**QUOTED PASSAGE**
****************************************
The exploration of the underseas, as much as following Jules Verne’s nineteenth century adventure books, was driven by a growing market for mineral and energy speculation as much as personal glory. If the truly catastrophic implosion of the submersible lasted but milliseconds–too quick of the mind to process, per YouTube sensation Dr. Chris Rayner, who has most recently piggybacked on the global catastrophe, asserts. If the hull collapse may have been preceded by squeaks and pops that inspired panic, the possible site of collapse and structural failure—the viewport, the adhesive seal between the titanium end-caps and the collapse of the cylindrical hull–resulted from evading oversight of nautical regulatory bodies, perhaps steeped in the ethos of American individualism, but driven by a market for offering new platforms of first-hand underseas oil exploration to oil companies and engineers in search of deep sea minerals–the very community of engineers Rush hoped to win over for the benefits of the submersible as a mode of underseas mapping. The need to evade the law of the seas, and situate the site of exploration in international waters, was situated at the ruins of the Titanic to attract worldwide media attention, and pull other outsiders into Rush’s outsider project, evading any regulatory commissions or guidelines on passenger safety. All of Rush’s passengers had of course signed release forms prior to boarding the Titan, and the pressures to which it was exposed that reached 5,000 pounds of pressure per square inch. Carbon fibre was an “unpredictable material” all along for such depths of 3,000 feet, if not an impractical one, raising questions of why Rush was so committed to allowing multiple untested features to remain before performing the dive, advertising the ride to passengers he would take to their deaths as entirely safe.
****************************************
**CHALLENGE A**
Answer these from the passage on the Titan submersible:
(i) Which material does it call an "unpredictable material"?
(ii) At the ruins of which ship was the site of exploration situated?
(iii) What had all of Rush's passengers signed prior to boarding the Titan?

(Mask labeling records)
****************************************
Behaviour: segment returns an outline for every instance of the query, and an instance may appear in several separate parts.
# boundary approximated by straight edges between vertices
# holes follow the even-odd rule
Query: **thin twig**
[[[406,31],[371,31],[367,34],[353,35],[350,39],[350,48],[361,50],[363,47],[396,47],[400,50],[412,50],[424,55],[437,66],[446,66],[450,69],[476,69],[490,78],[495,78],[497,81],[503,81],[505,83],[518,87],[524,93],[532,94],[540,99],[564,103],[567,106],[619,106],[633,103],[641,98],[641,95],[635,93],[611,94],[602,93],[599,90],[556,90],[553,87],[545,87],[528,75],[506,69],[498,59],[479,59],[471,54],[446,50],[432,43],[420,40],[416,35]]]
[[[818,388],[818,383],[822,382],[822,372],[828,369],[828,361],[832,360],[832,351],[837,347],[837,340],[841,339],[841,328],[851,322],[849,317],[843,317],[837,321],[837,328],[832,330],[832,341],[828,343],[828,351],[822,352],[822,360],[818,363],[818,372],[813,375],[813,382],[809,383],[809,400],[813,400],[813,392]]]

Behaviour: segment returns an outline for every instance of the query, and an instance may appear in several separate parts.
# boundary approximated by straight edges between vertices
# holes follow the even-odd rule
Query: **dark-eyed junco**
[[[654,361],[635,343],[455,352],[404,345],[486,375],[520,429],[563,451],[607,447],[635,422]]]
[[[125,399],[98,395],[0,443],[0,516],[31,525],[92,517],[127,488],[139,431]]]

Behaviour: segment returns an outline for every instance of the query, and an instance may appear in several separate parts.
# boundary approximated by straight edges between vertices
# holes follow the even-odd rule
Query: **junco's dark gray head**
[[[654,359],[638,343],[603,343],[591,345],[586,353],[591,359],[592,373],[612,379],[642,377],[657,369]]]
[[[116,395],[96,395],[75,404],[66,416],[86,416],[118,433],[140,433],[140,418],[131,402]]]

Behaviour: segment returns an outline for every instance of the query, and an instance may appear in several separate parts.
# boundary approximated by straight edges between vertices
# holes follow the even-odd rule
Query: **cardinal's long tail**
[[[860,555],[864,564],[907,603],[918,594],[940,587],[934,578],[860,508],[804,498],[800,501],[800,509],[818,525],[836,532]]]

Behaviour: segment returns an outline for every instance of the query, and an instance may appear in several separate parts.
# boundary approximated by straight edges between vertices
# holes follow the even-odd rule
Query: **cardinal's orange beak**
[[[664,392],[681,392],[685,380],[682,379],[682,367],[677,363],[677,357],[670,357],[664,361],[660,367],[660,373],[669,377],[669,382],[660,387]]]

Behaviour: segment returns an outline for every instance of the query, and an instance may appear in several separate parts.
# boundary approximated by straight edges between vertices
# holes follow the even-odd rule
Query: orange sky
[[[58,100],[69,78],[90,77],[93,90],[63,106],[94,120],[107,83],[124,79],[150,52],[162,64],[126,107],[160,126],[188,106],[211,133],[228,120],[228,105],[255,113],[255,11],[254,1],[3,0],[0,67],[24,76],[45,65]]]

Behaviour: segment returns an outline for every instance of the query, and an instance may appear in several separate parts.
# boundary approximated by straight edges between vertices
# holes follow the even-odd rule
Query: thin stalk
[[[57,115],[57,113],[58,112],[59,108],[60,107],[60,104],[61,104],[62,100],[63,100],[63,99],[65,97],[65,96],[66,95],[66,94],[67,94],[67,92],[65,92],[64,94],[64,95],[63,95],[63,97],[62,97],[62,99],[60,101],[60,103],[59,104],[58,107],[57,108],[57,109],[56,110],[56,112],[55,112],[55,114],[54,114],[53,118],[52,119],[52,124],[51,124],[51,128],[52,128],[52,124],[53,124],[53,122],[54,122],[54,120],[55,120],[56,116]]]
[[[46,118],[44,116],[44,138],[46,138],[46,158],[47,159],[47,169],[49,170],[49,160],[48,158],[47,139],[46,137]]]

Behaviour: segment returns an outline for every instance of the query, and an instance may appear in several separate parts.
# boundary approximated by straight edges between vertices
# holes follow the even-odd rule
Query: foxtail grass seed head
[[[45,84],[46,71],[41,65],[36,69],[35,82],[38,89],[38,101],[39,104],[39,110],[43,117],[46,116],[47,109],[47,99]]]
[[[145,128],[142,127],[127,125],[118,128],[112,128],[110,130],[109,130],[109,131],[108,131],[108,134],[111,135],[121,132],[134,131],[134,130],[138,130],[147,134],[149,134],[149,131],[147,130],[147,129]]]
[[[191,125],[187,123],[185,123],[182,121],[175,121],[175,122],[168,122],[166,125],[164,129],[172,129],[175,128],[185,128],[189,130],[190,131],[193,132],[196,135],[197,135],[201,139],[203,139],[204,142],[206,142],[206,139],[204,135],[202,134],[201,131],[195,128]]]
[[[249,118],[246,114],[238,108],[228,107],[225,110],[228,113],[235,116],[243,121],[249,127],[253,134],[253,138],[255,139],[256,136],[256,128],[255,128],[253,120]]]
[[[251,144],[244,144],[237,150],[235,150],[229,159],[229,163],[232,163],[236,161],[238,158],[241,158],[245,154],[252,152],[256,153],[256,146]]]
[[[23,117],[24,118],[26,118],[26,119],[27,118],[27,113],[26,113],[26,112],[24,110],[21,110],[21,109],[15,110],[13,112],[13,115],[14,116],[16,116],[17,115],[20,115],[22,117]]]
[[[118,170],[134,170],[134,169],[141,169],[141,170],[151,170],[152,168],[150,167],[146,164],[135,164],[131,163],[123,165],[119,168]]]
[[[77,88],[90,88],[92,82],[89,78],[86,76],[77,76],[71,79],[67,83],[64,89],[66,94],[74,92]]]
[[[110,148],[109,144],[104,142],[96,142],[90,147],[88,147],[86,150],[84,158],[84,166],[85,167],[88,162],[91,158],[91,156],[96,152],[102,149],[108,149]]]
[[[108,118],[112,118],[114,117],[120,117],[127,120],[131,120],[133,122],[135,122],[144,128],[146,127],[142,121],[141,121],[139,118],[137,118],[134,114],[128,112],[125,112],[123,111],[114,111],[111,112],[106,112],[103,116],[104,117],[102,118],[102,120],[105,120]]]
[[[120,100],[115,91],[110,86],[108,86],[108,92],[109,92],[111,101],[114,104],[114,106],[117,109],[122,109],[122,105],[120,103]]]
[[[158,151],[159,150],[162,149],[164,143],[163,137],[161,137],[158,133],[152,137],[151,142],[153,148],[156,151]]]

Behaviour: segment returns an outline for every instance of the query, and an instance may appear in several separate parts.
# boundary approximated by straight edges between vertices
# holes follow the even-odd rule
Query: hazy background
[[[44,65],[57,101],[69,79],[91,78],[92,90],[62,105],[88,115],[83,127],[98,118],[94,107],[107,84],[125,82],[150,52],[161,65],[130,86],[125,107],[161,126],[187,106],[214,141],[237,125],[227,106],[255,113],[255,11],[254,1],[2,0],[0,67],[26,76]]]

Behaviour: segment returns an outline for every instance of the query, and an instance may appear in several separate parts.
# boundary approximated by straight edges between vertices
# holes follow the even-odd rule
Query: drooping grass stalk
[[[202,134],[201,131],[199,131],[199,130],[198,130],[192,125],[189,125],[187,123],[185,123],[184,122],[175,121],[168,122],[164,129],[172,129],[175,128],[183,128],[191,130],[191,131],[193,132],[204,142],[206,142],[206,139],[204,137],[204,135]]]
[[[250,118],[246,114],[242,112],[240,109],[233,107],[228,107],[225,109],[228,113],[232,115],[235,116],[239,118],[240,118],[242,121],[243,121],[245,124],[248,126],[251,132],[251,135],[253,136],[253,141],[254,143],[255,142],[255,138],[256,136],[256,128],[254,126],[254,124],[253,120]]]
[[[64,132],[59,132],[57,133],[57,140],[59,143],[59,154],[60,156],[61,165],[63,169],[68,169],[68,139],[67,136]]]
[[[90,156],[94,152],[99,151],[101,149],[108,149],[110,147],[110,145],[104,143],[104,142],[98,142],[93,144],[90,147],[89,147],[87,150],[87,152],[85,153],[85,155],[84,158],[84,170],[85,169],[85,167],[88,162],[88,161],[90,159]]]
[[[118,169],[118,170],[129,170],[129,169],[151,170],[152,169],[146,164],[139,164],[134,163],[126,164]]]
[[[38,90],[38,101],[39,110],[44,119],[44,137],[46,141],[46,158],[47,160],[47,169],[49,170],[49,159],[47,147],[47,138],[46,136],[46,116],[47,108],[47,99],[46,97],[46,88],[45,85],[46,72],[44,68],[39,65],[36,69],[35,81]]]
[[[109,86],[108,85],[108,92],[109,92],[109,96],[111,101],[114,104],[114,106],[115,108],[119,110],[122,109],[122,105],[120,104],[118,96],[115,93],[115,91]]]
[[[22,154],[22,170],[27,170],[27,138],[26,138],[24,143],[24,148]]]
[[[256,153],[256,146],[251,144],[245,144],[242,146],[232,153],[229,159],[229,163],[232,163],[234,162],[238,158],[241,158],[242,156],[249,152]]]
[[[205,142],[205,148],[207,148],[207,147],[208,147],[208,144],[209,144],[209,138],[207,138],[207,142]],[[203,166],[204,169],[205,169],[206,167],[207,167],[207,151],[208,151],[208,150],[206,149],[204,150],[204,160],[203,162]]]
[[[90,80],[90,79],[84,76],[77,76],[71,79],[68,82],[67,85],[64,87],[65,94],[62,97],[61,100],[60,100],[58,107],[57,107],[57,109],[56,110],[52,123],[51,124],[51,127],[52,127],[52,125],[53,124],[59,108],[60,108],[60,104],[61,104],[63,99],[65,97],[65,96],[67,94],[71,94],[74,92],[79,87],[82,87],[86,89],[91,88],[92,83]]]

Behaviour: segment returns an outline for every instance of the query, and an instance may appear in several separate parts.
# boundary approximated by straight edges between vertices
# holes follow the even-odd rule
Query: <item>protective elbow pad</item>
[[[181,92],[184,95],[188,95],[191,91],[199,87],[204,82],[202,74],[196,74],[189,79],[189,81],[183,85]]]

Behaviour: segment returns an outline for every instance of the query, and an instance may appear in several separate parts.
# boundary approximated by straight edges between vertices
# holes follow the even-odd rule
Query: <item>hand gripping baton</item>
****************************************
**CHALLENGE B**
Extract every line of the records that contains the string "stalk". Matching is case-sensitive.

**SOLUTION A**
(i) Carbon fibre
(ii) The Titanic
(iii) Release forms

**SOLUTION B**
Query: thin stalk
Query: drooping grass stalk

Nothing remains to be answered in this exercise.